■ PROBLEM DESCRIPTION
Where does the word "batting" show up in the records? Copy every line that holds it.

■ TASK INPUT
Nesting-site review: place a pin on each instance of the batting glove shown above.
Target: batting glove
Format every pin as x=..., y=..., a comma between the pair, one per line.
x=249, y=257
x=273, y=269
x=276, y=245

■ SOLUTION TO THIS EXERCISE
Nesting-site review: place a pin on each instance of the batting glove shown above.
Target: batting glove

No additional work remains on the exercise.